- **WRITTEN EXERCISE A**:
In the rows, rewrite the lines between the one containing "ground in the photo above." and the end of the rows, inclusive, changing "dropping a point on" to "placing a point on" and keeping everything else identical. Omit the pictures from your output.

- **SOURCE**:

— BEGIN —

Aller au contenu principal

Using Acronis TI 2014 to migrate HDD to SSD

Thread needs solution

Hi, I have just installed trial version of Acronis True Image 2014 Build 6673. i am also downloading the bootable media.
I have a Dell Vostro with the system drive as per attached. This is a 500GB Hitachi. (you can ignore the 8GB unnamed partition, this is a Samsung 32GB mSATA cache, not the HDD).
The HDD (factory Dell) has an unnamed FAT 16 partition, a Recovery partition and the OS C: partition. You can confirm this by looking at the disk mode screen. Its the HGO2 465.8GB with the tick in the box.
Q1 The drive I want to migrate to is in a disk caddy on a USB 3 SATA bridge - it works in Windows and I can browse this external HDD as normal. Will the bootable media Acronis detect this external drive and work with it?
Q2 The drive I want to migrate to is a 1TB SSD and I want this to replace my 500GB Hitachi HDD. I therefore want the same partitions as you can see on these screens to be replicated from the HDD to the SSD (except the C: partition can expand to fill all the available space after the unnamed and Recovery). Which mode should I use?
Q3 I read in the web support somewhere that the Backup and Recovery method is best to migrate system from HDD to SSD - also that if I clone to an external caddy, this can not be made bootable. But I do not have a third drive to back up to. How can I clone the HDD to SSD so that the SSD becomes my new system drive. I guess I can remove the HDD, put it in the caddy, put the SSD in the laptop and boot from Acronis bootable media. Can this let me clone the old system disk in caddy to a new system disk in the laptop?

— END —

(Point-based annotation data)
— BEGIN —

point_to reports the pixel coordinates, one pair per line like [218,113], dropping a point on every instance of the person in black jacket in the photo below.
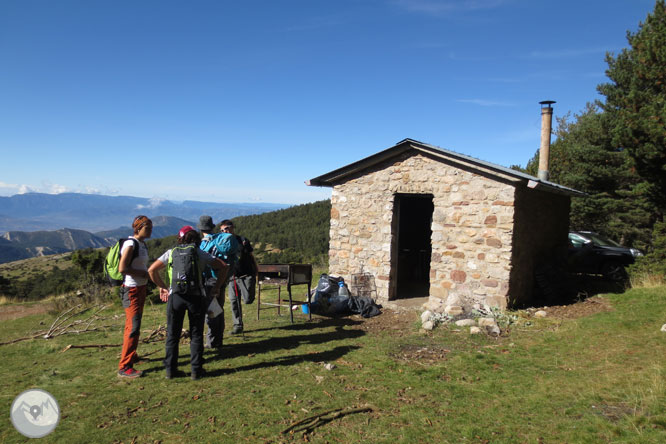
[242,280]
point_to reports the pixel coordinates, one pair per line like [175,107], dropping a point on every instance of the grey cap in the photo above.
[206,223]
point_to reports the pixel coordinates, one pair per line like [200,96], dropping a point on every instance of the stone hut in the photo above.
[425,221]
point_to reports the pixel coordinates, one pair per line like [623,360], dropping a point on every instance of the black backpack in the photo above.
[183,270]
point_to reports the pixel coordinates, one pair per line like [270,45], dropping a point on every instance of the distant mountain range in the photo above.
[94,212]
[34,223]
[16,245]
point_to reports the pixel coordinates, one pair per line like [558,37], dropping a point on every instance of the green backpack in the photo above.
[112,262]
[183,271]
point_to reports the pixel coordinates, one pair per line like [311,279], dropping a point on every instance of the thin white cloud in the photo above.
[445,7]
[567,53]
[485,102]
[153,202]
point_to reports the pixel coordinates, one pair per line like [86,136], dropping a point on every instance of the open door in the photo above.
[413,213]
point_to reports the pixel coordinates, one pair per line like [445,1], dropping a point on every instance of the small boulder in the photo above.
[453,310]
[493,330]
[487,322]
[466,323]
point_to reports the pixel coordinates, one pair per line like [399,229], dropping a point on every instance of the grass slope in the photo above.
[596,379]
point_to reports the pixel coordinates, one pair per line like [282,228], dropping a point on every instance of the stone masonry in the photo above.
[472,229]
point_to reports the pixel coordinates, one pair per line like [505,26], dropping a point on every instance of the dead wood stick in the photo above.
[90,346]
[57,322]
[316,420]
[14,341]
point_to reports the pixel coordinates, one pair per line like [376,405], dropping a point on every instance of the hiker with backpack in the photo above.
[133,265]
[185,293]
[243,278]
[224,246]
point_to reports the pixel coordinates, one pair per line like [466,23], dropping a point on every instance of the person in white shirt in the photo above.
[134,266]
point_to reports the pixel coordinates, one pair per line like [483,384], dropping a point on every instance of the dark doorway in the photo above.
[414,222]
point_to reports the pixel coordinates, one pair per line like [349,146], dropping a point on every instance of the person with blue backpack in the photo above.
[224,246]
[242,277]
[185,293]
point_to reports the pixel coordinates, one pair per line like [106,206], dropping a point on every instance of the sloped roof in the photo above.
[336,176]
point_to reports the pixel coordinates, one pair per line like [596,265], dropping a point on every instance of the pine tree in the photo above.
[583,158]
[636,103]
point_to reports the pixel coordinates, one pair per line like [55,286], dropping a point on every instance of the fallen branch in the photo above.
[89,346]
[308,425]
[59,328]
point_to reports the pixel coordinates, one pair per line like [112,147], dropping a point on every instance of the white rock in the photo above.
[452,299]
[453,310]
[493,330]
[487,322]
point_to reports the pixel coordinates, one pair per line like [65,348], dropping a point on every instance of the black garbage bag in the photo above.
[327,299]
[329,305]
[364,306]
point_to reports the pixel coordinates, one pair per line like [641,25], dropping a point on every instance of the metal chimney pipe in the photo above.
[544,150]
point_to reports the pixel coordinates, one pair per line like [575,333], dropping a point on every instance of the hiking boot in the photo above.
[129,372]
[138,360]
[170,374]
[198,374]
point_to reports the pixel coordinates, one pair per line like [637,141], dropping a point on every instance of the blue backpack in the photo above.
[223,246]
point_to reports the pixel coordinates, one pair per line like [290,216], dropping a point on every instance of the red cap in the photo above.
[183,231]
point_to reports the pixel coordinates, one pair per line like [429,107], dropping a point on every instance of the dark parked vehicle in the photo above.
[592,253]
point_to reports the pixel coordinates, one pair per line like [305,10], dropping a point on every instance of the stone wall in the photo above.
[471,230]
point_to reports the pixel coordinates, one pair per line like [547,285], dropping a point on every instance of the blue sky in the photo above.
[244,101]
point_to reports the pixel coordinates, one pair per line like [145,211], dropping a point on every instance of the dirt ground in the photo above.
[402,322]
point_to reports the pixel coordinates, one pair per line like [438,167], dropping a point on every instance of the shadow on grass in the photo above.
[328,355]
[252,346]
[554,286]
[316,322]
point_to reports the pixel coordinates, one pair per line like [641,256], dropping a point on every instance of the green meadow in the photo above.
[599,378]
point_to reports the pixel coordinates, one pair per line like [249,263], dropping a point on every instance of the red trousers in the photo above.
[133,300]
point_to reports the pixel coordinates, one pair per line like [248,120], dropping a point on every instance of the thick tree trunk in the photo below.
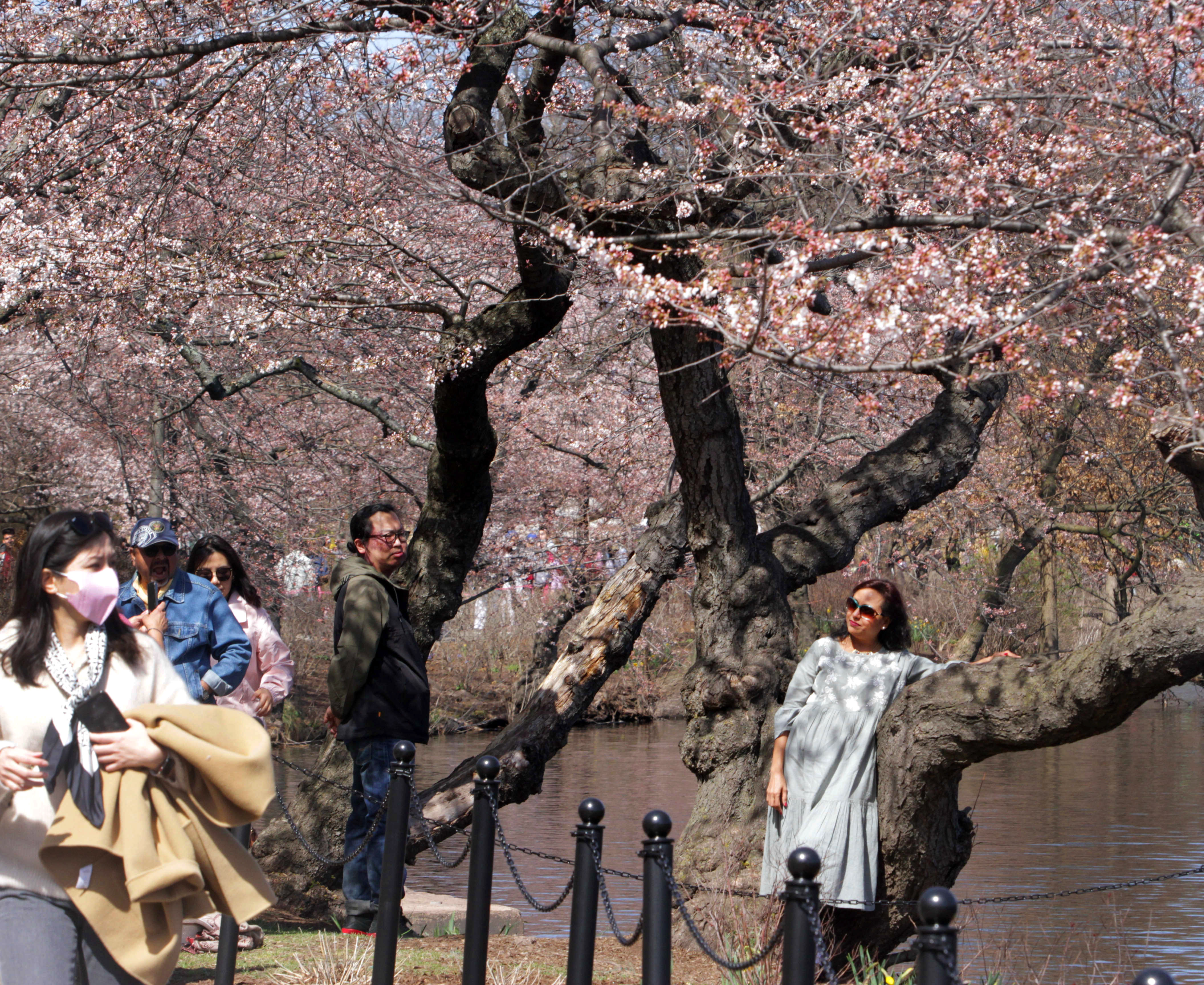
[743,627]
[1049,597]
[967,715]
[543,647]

— END —

- **WRITTEN EXERCISE B**:
Extend the forum post about using Acronis True Image 2014 to migrate an HDD to an SSD, starting after its final sentence.

- **OUTPUT A**:
point_to reports the pixel coordinates, one pair per line like [145,211], placing a point on every instance of the dirt ground in the photo above.
[402,322]
point_to reports the pixel coordinates, one pair per line like [438,167], placing a point on every instance of the shadow on grass in the photo above.
[328,355]
[252,346]
[554,286]
[316,322]
point_to reports the pixel coordinates, one pair per line like [641,256], placing a point on every instance of the green meadow in the photo above.
[599,378]
point_to reports the pixel coordinates, one pair per line like [249,263], placing a point on every instance of the red trousers in the photo above.
[133,300]
point_to reports the pixel coordinates, one pair per line like [248,120], placing a point on every instance of the thick tree trunk in the photo below.
[743,627]
[1049,597]
[967,715]
[543,647]

- **OUTPUT B**:
Thanks in advance

Fichier attaché Taille
acronis_hdd_partition_mode.png 56.52 Ko
acronis_hdd_disk_mode.png 72.1 Ko
0 Users found this helpful
Mikethebaffled wrote:
Hi, I have just installed trial version of Acronis True Image 2014 Build 6673. i am also downloading the bootable media.
I have a Dell Vostro with the system drive as per attached. This is a 500GB Hitachi. (you can ignore the 8GB unnamed partition, this is a Samsung 32GB mSATA cache, not the HDD).
The HDD (factory Dell) has an unnamed FAT 16 partition, a Recovery partition and the OS C: partition. You can confirm this by looking at the disk mode screen. Its the HGO2 465.8GB with the tick in the box.
Q1 The drive I want to migrate to is in a disk caddy on a USB 3 SATA bridge - it works in Windows and I can browse this external HDD as normal. Will the bootable media Acronis detect this external drive and work with it?

Most likely yes, but you have to try. There is always a risk that the bootable medium of Acronis doesn't detect certain disks because of Linux drivers.

Q2 The drive I want to migrate to is a 1TB SSD and I want this to replace my 500GB Hitachi HDD. I therefore want the same partitions as you can see on these screens to be replicated from the HDD to the SSD (except the C: partition can expand to fill all the available space after the unnamed and Recovery). Which mode should I use?

Choose the manual mode so that you can restore each partition in the same order, one after the other, leaving a 1MB offset for the first partition, without changing any size, except for the C:\ partition that you can make bigger, while keeping its size as a round number of MB.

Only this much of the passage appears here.